» Material supplied
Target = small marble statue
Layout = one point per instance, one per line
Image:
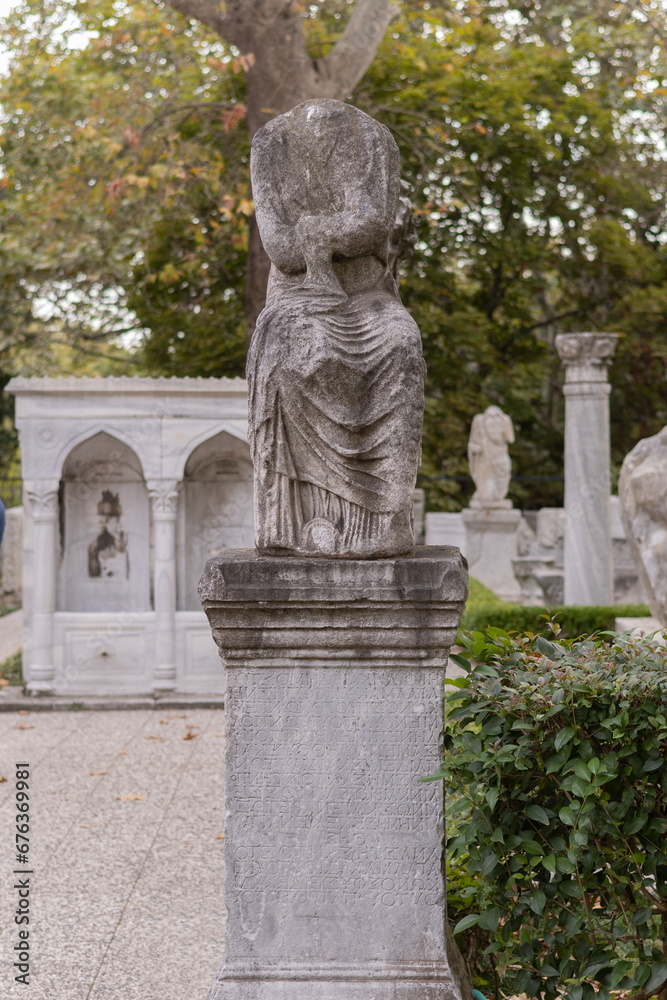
(490, 464)
(335, 370)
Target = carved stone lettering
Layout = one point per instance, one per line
(327, 820)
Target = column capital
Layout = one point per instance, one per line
(163, 495)
(42, 495)
(586, 356)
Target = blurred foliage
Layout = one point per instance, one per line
(533, 136)
(555, 752)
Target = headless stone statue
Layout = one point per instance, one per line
(488, 457)
(335, 369)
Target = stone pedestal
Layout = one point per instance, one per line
(334, 880)
(491, 545)
(587, 556)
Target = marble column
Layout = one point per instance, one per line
(334, 881)
(164, 508)
(587, 559)
(42, 496)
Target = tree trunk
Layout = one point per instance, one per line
(281, 74)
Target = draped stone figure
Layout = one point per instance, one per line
(488, 457)
(335, 370)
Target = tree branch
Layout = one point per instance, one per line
(209, 12)
(355, 49)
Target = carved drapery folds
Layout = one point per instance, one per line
(335, 368)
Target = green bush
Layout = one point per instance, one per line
(556, 757)
(573, 620)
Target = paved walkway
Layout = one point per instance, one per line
(126, 848)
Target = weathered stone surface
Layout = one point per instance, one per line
(446, 529)
(642, 488)
(588, 566)
(488, 457)
(130, 485)
(12, 553)
(333, 848)
(335, 369)
(491, 546)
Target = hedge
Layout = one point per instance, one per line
(573, 620)
(556, 757)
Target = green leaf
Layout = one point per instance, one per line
(489, 863)
(538, 901)
(546, 647)
(492, 798)
(472, 920)
(620, 971)
(653, 763)
(537, 813)
(657, 978)
(564, 736)
(581, 770)
(460, 661)
(567, 816)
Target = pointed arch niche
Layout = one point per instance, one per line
(104, 529)
(216, 510)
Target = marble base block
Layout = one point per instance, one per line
(491, 545)
(334, 881)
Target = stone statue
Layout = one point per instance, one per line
(335, 370)
(490, 464)
(642, 488)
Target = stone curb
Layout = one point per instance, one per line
(11, 702)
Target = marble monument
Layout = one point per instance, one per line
(642, 487)
(335, 631)
(335, 369)
(130, 484)
(491, 525)
(587, 557)
(488, 457)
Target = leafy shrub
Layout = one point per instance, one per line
(573, 620)
(556, 756)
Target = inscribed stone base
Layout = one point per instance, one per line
(491, 545)
(333, 847)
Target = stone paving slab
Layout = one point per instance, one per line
(12, 699)
(126, 847)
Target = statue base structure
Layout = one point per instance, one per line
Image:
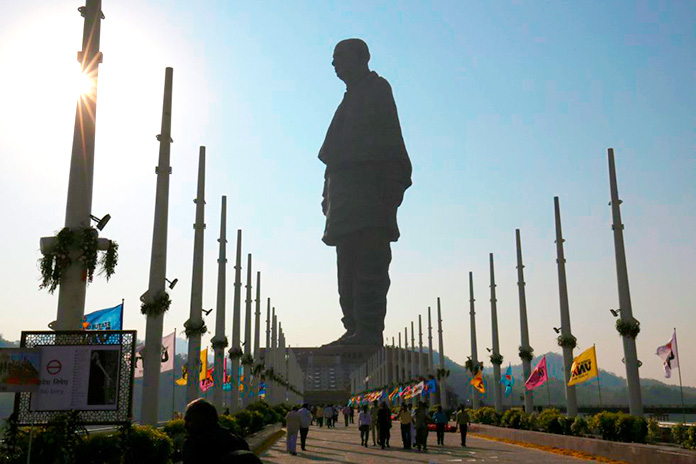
(327, 371)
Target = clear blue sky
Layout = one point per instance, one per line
(502, 105)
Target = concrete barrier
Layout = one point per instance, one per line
(629, 452)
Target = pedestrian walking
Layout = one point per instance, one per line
(319, 415)
(412, 411)
(440, 419)
(463, 422)
(405, 421)
(364, 422)
(328, 415)
(292, 425)
(384, 424)
(421, 423)
(346, 414)
(205, 438)
(305, 421)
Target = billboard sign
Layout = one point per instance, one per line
(19, 369)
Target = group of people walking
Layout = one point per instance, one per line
(375, 421)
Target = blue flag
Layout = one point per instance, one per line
(508, 380)
(104, 319)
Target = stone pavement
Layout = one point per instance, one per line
(342, 445)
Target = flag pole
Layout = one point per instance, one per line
(599, 388)
(681, 388)
(174, 376)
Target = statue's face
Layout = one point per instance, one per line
(346, 61)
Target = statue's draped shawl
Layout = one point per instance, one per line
(367, 166)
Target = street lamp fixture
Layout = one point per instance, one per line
(101, 223)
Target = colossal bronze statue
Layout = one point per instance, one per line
(367, 172)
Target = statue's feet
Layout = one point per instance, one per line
(340, 340)
(364, 339)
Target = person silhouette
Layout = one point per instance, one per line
(367, 172)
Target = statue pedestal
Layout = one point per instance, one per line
(327, 371)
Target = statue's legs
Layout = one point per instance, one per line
(363, 282)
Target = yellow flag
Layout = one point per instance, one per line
(477, 382)
(203, 372)
(584, 367)
(182, 381)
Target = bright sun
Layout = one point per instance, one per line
(84, 84)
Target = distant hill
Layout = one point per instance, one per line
(613, 388)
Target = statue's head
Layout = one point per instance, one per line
(350, 59)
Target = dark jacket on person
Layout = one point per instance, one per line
(367, 166)
(212, 446)
(384, 418)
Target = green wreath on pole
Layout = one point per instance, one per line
(526, 354)
(567, 341)
(630, 328)
(54, 263)
(158, 306)
(191, 329)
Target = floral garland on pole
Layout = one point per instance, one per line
(54, 262)
(257, 369)
(191, 329)
(109, 260)
(630, 328)
(567, 341)
(526, 354)
(473, 368)
(158, 306)
(236, 353)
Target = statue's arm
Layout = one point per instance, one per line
(324, 195)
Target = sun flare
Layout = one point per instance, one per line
(84, 83)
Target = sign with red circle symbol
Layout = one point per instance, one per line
(53, 367)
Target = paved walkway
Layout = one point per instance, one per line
(342, 445)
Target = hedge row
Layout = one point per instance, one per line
(610, 426)
(684, 435)
(63, 441)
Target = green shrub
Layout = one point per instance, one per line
(640, 430)
(691, 440)
(514, 419)
(654, 431)
(99, 448)
(243, 419)
(552, 421)
(147, 445)
(579, 427)
(230, 423)
(605, 423)
(486, 415)
(679, 433)
(257, 422)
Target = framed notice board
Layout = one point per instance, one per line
(88, 371)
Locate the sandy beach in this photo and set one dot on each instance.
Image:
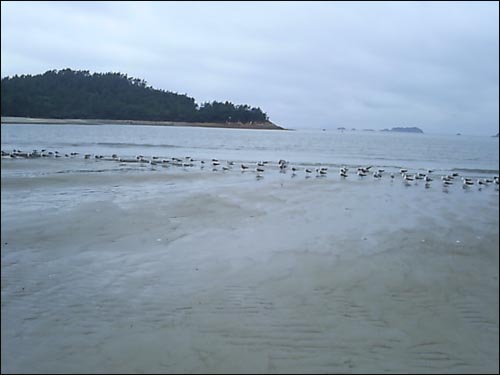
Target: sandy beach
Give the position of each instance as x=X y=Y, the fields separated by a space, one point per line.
x=268 y=125
x=194 y=272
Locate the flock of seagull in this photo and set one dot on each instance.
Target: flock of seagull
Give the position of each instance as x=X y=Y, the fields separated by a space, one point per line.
x=260 y=168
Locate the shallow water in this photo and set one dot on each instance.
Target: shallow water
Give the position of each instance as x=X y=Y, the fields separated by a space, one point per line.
x=131 y=268
x=398 y=150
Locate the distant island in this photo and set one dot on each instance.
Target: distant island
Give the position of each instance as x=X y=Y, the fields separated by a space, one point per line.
x=78 y=95
x=404 y=130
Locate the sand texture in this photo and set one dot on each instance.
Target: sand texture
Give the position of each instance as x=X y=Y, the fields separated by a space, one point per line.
x=197 y=272
x=267 y=125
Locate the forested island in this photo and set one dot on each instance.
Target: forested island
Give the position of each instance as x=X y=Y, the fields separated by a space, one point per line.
x=69 y=94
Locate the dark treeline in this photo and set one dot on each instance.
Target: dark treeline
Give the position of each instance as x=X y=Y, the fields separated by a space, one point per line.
x=114 y=96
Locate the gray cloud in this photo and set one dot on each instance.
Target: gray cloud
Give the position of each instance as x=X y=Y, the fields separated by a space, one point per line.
x=307 y=64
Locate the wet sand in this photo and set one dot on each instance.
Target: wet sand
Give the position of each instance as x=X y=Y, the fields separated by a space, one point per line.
x=266 y=125
x=191 y=272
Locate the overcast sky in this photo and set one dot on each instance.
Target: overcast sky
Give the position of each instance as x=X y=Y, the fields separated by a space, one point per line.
x=376 y=65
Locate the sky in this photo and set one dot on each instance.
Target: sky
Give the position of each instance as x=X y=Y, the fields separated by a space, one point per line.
x=328 y=64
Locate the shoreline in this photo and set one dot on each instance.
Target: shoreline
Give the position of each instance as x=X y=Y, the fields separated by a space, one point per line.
x=143 y=270
x=268 y=125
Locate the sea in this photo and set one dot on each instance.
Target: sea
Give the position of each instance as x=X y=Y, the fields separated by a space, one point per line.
x=467 y=155
x=175 y=265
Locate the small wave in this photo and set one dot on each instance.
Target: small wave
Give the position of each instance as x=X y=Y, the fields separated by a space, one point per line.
x=146 y=145
x=476 y=170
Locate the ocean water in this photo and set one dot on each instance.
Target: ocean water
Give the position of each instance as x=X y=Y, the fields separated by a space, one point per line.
x=112 y=267
x=474 y=155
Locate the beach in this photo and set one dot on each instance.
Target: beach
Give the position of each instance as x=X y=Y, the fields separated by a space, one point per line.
x=193 y=271
x=267 y=125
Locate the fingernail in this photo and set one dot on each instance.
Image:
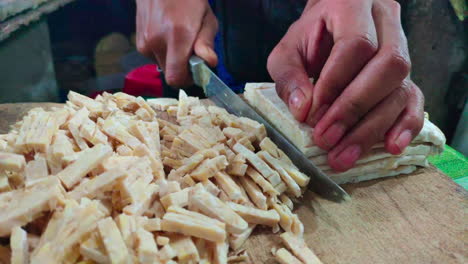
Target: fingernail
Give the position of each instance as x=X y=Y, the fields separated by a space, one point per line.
x=333 y=134
x=318 y=115
x=404 y=139
x=349 y=156
x=296 y=99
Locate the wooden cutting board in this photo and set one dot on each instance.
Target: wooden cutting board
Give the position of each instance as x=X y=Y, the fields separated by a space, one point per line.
x=417 y=218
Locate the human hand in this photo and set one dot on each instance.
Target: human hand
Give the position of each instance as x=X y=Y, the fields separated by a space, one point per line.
x=363 y=93
x=170 y=31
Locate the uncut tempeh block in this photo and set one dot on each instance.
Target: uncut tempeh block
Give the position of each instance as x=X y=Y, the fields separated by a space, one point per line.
x=299 y=248
x=89 y=160
x=113 y=241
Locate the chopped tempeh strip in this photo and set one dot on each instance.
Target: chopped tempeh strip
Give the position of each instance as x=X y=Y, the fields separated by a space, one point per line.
x=179 y=198
x=97 y=184
x=299 y=248
x=89 y=160
x=287 y=179
x=229 y=186
x=257 y=178
x=185 y=249
x=113 y=241
x=209 y=168
x=166 y=253
x=212 y=206
x=150 y=224
x=147 y=249
x=93 y=249
x=236 y=241
x=162 y=240
x=300 y=178
x=20 y=207
x=19 y=246
x=36 y=169
x=11 y=162
x=186 y=225
x=256 y=216
x=196 y=216
x=254 y=192
x=287 y=201
x=283 y=256
x=142 y=202
x=220 y=253
x=4 y=184
x=258 y=164
x=113 y=128
x=66 y=229
x=270 y=147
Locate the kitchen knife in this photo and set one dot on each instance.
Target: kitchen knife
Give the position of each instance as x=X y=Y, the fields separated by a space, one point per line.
x=224 y=97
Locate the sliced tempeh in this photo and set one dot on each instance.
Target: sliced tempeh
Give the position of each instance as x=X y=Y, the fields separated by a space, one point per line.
x=11 y=162
x=19 y=246
x=186 y=225
x=283 y=256
x=212 y=206
x=89 y=160
x=179 y=198
x=146 y=249
x=256 y=216
x=93 y=249
x=299 y=248
x=186 y=250
x=91 y=188
x=209 y=168
x=113 y=241
x=254 y=192
x=20 y=207
x=258 y=164
x=287 y=179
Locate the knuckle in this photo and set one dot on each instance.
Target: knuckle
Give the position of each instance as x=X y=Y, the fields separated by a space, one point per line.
x=354 y=109
x=364 y=45
x=174 y=80
x=415 y=122
x=398 y=62
x=402 y=95
x=375 y=134
x=394 y=6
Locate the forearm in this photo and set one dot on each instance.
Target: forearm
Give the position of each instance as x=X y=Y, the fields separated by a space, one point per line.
x=309 y=4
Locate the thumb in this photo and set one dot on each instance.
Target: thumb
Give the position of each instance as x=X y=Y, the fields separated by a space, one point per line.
x=292 y=81
x=204 y=43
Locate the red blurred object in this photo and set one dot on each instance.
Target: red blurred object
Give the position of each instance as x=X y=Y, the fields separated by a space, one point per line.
x=144 y=81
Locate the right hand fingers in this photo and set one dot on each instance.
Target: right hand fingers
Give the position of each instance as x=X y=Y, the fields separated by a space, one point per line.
x=168 y=33
x=204 y=44
x=355 y=43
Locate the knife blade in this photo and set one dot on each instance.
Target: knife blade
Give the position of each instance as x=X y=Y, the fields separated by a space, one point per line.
x=224 y=97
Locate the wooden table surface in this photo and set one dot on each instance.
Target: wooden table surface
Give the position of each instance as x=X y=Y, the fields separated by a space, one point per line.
x=417 y=218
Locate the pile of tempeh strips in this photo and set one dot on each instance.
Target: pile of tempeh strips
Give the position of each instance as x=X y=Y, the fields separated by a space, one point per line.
x=122 y=180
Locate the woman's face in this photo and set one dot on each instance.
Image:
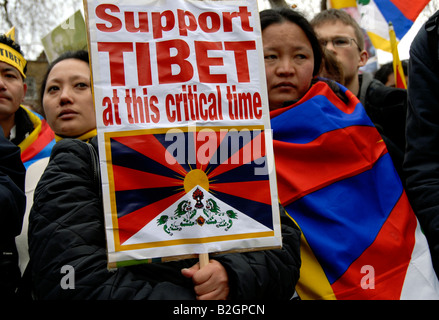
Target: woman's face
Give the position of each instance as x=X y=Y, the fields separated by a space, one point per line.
x=289 y=62
x=67 y=100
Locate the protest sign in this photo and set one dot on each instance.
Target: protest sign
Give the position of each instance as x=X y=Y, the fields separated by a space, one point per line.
x=183 y=128
x=70 y=35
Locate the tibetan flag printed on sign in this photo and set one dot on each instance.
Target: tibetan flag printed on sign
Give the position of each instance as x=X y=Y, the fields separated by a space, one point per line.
x=336 y=180
x=376 y=14
x=182 y=113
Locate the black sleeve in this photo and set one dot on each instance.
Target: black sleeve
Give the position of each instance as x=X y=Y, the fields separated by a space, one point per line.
x=12 y=207
x=66 y=228
x=266 y=274
x=421 y=162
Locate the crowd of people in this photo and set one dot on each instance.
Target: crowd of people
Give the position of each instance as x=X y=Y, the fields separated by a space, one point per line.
x=369 y=157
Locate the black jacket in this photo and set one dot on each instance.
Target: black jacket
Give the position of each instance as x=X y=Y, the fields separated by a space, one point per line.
x=66 y=227
x=387 y=108
x=12 y=206
x=421 y=163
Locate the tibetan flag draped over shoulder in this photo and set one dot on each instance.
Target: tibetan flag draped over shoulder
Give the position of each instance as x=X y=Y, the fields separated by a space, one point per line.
x=376 y=14
x=397 y=65
x=39 y=143
x=336 y=180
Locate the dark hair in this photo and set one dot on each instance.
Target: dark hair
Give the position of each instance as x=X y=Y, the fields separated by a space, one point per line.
x=14 y=45
x=78 y=55
x=334 y=15
x=280 y=15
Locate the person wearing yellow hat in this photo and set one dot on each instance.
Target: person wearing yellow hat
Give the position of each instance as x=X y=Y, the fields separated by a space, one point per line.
x=23 y=127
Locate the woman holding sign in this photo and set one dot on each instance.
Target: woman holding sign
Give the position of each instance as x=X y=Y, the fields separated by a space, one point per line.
x=336 y=178
x=67 y=233
x=68 y=107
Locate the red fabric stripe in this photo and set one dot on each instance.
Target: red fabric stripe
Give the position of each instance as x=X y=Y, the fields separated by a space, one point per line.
x=389 y=256
x=130 y=179
x=149 y=146
x=44 y=138
x=304 y=168
x=321 y=88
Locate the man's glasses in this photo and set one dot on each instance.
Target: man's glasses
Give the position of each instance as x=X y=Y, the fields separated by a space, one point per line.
x=339 y=42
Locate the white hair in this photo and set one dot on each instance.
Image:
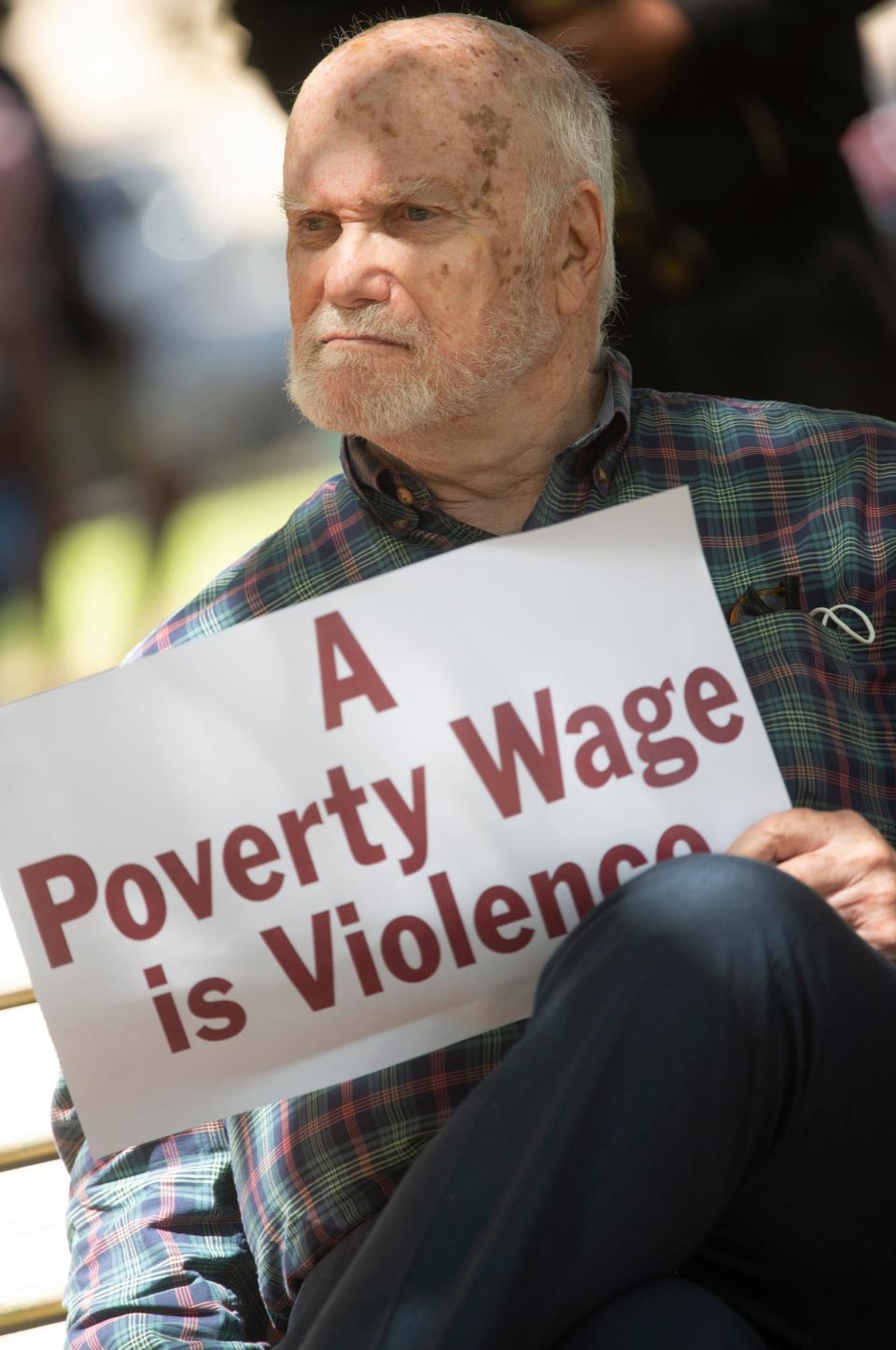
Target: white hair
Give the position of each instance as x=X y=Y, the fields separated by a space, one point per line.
x=574 y=135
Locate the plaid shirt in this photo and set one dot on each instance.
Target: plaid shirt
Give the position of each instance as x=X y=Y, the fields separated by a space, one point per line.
x=196 y=1240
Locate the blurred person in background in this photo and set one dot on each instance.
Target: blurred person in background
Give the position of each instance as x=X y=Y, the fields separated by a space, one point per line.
x=29 y=288
x=48 y=329
x=748 y=260
x=706 y=1086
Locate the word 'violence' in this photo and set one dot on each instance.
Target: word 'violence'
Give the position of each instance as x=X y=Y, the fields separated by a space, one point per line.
x=591 y=747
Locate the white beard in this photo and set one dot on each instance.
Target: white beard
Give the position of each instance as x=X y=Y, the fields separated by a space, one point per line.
x=382 y=397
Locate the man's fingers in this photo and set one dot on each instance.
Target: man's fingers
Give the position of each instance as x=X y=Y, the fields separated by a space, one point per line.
x=823 y=871
x=786 y=835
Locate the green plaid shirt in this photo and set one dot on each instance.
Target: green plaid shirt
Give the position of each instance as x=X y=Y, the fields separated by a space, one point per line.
x=196 y=1240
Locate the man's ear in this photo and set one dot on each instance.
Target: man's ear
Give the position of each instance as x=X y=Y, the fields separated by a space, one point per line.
x=581 y=247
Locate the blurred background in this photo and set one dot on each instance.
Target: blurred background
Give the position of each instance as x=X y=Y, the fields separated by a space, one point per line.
x=145 y=438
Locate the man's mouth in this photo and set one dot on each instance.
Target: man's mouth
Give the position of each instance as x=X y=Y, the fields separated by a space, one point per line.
x=362 y=338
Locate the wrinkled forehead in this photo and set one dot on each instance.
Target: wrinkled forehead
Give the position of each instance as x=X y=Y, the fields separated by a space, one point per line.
x=414 y=108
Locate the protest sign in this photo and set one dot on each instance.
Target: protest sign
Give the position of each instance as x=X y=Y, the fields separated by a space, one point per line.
x=354 y=831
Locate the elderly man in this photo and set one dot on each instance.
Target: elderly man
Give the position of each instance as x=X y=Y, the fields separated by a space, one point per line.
x=691 y=1143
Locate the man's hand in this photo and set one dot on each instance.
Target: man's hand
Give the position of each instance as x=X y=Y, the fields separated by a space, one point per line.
x=838 y=855
x=633 y=46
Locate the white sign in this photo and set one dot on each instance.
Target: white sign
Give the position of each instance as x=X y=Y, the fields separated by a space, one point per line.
x=354 y=831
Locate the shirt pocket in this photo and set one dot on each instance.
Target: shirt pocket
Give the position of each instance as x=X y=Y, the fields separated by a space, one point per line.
x=829 y=710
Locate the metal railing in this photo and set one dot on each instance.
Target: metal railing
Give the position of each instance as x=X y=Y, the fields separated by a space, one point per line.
x=24 y=1155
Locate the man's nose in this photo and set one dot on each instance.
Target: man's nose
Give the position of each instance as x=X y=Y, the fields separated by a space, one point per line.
x=357 y=274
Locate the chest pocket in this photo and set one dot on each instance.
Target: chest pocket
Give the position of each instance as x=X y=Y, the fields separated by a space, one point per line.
x=829 y=706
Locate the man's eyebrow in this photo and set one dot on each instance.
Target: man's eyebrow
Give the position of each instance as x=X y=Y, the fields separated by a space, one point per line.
x=426 y=187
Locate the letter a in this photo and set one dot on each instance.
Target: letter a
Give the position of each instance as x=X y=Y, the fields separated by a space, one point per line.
x=333 y=635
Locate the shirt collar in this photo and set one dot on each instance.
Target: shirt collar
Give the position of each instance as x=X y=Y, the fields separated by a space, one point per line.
x=399 y=497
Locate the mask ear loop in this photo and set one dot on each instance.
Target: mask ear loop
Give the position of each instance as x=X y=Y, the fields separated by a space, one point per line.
x=850 y=632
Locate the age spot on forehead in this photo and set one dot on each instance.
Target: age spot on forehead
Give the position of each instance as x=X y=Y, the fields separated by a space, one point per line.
x=491 y=133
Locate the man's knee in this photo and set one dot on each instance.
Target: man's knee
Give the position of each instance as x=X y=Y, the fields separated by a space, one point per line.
x=720 y=895
x=706 y=911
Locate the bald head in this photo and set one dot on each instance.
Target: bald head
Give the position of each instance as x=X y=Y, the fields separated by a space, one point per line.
x=509 y=96
x=439 y=206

» Job
Turn the lines from the one with "Locate the blurred background" through the one with "x=145 y=438", both included, into a JSON list of strings with one string per line and no blank lines.

» Answer for the task
[
  "Locate the blurred background in this photo and set one dot on each instance.",
  "Target: blurred background",
  "Give the position of each instance as x=X y=Y, the fields separated by a space, one point per line.",
  "x=145 y=438"
]